# Excerpt provided
########
At the top of every list should be planning. In a recent edition of Australian accounting podcast From the Trenches covering the Australian Accounting Expo, practice owner Paul Meisner said that trade show attendees need to start with a clear plan of what they want to achieve.
“There’s no way you can physically get round all the exhibitors,” said Meisner. “Pick four or five you want to see and make sure you see them. I want to see if they fit with my firm, predetermine my questions and go to speak to them. I had to work hard to get something out of it, but I did.”
From the Trenches co-host and Sequel CFO founder David Boyar agrees: “If you walk in all bright-eyed and bushy-tailed guess, what’s going to happen? They will sell to you!” he said. “At these sorts of shows, there’s an onus on an attendee to plan their event and work out what they want to get out of it from a content perspective.”
There will be selling
Posting on the AccountingWEB forum on a similar theme, an anonymous reader worried that they would spend the majority of their time listening to sales pitches. Addressing this in our pre-Accountex guide from last year, Richard Sergeant stated that as these events are packed with vendors who have spent a lot of money to be there it’s likely that this will happen, but this is not necessarily a bad thing.
“You’re a sophisticated buyer who appreciates a good sales pitch,” said Sergeant, “so let them try and impress. But only if it’s something you’re genuinely interested in.”
Have real-life scenarios in mind
The research theme is also played out in a blog from Propel by Deloitte’s Bobby Chadha, who believes that a good trade show attendee will have “real-life scenarios and challenges” in mind, which they will ask software vendors to demonstrate the solution for.
########
# Provided material

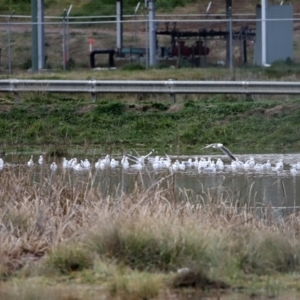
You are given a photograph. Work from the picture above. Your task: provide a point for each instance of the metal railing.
(170, 86)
########
# Stated goal
Update the trade show passage, reproducing everything from "At the top of" down to "want to achieve." with "planning" changed to "preparation".

# Written response
At the top of every list should be preparation. In a recent edition of Australian accounting podcast From the Trenches covering the Australian Accounting Expo, practice owner Paul Meisner said that trade show attendees need to start with a clear plan of what they want to achieve.